Which of the following rows contain the word "below"? Report each such row in full, copied as it appears.

**RECORDS SHOWN**
▬▬▬

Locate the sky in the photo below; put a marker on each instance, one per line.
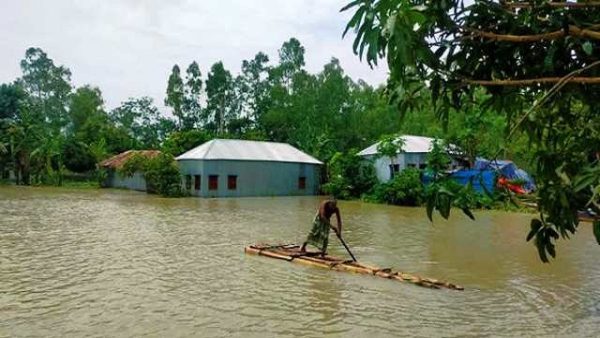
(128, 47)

▬▬▬

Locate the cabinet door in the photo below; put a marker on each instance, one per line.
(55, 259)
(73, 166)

▬▬▬

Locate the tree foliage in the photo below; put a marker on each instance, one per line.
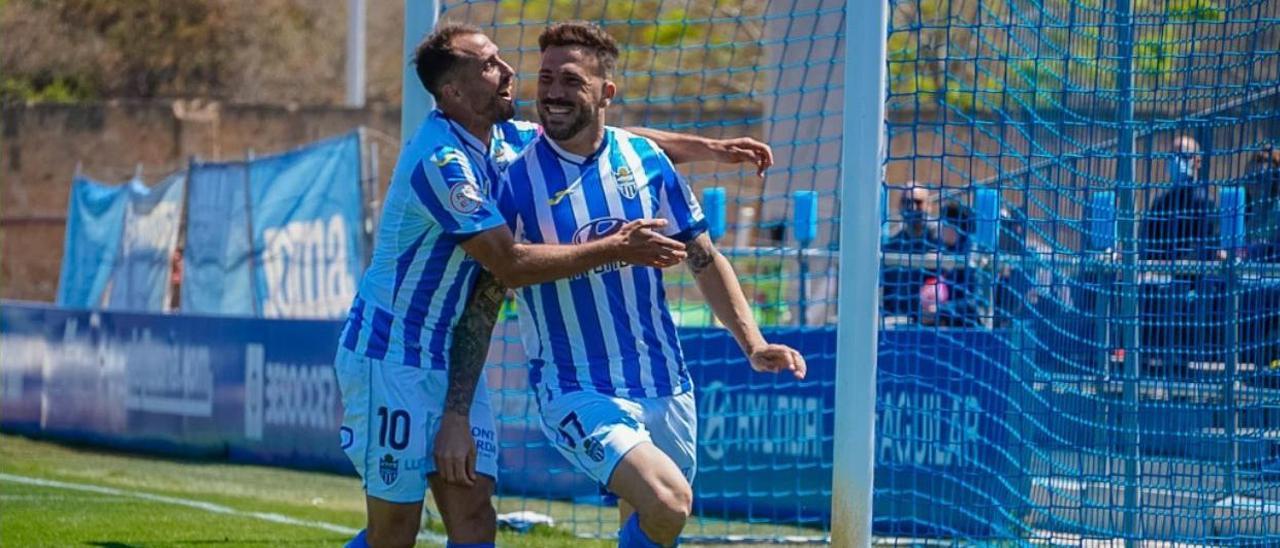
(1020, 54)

▬▬▬

**FINISHED ANSWER**
Locate the sky in the photo below; put a marker on each instance, one per line.
Locate the cabinet door in the photo below; put a marker on each instance, one per line.
Locate the tree foliage in the photo below; put a marker on each instance, one per line.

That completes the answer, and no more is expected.